**** Supplied entries ****

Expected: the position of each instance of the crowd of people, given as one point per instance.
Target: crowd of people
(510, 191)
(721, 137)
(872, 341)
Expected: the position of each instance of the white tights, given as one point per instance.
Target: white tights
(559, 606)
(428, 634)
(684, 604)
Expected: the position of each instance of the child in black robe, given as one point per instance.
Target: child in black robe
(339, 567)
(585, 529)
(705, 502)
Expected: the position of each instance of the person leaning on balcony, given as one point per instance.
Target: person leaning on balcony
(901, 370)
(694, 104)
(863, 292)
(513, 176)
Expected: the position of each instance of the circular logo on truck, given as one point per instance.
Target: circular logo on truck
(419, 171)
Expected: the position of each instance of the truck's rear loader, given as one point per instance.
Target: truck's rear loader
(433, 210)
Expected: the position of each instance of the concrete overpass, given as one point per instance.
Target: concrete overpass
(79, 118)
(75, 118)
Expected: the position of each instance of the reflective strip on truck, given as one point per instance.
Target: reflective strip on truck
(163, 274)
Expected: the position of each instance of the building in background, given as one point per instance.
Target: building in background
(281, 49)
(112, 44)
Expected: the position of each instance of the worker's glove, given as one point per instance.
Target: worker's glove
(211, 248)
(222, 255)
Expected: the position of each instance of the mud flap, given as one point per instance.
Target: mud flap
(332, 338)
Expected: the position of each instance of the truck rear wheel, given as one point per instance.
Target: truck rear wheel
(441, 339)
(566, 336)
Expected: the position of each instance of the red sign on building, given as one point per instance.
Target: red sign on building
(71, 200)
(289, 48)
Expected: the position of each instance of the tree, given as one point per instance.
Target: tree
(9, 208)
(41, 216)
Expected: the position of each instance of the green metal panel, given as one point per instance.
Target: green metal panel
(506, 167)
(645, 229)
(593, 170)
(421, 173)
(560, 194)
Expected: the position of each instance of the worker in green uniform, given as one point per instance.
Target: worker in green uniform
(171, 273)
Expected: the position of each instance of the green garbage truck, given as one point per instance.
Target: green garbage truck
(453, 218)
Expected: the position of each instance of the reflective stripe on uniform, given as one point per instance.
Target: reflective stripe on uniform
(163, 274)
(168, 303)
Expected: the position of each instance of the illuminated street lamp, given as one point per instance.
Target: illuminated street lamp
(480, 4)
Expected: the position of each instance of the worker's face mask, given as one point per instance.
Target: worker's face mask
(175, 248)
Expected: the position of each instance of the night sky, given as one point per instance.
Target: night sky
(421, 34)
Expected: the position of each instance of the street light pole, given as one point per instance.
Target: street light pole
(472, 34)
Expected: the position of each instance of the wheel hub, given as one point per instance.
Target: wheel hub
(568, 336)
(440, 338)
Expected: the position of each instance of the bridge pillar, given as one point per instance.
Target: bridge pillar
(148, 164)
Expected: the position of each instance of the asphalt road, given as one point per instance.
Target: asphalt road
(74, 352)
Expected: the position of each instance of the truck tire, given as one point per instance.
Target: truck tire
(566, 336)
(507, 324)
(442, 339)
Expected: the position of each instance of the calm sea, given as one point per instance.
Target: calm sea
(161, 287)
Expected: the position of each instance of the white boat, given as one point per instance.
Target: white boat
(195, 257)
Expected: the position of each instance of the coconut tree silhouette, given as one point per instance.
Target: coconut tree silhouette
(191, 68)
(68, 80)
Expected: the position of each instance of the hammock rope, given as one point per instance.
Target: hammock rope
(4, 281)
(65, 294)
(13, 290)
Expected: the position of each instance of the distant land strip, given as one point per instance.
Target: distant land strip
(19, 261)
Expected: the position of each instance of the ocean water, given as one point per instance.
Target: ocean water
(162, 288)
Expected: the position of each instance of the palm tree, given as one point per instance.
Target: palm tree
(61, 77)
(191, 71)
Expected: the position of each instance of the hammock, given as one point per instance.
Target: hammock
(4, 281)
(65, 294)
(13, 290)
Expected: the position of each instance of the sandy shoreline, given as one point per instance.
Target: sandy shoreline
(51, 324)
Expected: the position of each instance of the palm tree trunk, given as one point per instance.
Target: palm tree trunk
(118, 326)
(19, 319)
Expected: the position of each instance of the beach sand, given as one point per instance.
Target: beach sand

****

● Task goal
Can you write out the items from the line holding "rope, given as one point per instance." through the end of the items, inclusive, swapping "hammock" for "swing" and leaving everything else unchanged?

● Written response
Expected: the position of each instance of the swing rope, given as one point per instance.
Target: swing rope
(4, 281)
(65, 294)
(13, 290)
Expected: the position of each instance of the distant land strip, given as one point per instance.
Target: distant land strip
(19, 261)
Expected: the position of each instance of the ocean water, given as one point per instance.
Target: ocean water
(162, 288)
Expected: the position of each instance of the palm tree, given as one point per instance.
Target: palm tree
(61, 77)
(191, 71)
Expected: the position of each instance of the swing, given as one point per instance.
Target: swing
(4, 281)
(65, 294)
(13, 290)
Expected: the position of each instance of the sandy shoreline, given as one point per instance.
Target: sandy shoreline
(51, 324)
Expected: the position of each instance of the palm tree trunk, given as one point per instance.
Target: palm tree trunk
(118, 326)
(19, 319)
Expected: the position of each instance of the beach sand, given as one point per instance.
Target: beach sand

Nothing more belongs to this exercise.